• _TO DO_
A complete answer includes every line below with the word "Would".

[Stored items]
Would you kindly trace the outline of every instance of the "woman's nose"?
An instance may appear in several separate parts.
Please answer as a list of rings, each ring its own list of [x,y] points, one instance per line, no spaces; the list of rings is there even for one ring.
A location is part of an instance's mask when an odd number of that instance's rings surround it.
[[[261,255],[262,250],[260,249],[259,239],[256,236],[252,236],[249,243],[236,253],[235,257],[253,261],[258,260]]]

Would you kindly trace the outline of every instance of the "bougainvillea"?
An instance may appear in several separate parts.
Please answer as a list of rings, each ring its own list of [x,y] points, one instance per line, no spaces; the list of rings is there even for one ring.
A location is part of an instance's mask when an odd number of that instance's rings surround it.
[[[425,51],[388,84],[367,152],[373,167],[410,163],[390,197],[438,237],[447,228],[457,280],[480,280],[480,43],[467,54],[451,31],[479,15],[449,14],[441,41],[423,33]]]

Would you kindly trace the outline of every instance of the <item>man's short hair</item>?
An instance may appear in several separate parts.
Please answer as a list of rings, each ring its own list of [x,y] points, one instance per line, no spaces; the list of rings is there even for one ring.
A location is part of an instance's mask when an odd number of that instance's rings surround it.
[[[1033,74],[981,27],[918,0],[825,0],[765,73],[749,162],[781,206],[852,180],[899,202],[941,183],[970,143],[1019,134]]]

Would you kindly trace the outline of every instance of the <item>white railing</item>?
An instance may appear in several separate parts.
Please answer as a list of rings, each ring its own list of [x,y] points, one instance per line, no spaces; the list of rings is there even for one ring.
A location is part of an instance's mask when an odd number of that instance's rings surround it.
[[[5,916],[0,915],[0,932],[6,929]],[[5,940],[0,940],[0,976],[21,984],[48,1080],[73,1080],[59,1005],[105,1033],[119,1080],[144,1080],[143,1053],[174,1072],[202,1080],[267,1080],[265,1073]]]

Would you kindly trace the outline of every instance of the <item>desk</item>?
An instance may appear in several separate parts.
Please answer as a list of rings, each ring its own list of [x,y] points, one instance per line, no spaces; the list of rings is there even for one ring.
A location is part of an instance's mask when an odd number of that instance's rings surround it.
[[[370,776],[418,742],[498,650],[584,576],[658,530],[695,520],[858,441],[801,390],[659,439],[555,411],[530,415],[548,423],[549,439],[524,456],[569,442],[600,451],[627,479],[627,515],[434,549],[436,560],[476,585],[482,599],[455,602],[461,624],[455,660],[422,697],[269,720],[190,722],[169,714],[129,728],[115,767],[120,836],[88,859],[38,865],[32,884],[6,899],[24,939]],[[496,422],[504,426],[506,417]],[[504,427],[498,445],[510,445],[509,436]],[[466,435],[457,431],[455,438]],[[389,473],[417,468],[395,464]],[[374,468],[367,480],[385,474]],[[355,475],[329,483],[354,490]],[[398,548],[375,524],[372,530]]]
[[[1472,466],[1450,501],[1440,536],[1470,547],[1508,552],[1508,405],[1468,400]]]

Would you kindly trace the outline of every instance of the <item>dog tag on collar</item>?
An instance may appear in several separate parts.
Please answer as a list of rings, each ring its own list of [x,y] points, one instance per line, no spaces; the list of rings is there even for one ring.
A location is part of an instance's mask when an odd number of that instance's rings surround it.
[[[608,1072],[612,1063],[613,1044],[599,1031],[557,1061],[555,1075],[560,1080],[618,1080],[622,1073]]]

• _PROBLEM SOLUTION_
Would you kindly trace the outline of every instance of the "woman's nose"?
Would you kindly trace the outline of every instance of the "bougainvillea"?
Would you kindly trace the outline of every instance of the <item>man's short hair</item>?
Would you kindly trace the outline of every instance of the <item>white railing</item>?
Would you kindly trace the outline of every instance of the <item>desk</item>?
Would you kindly trace the outline of every instance of the <item>dog tag on collar</item>?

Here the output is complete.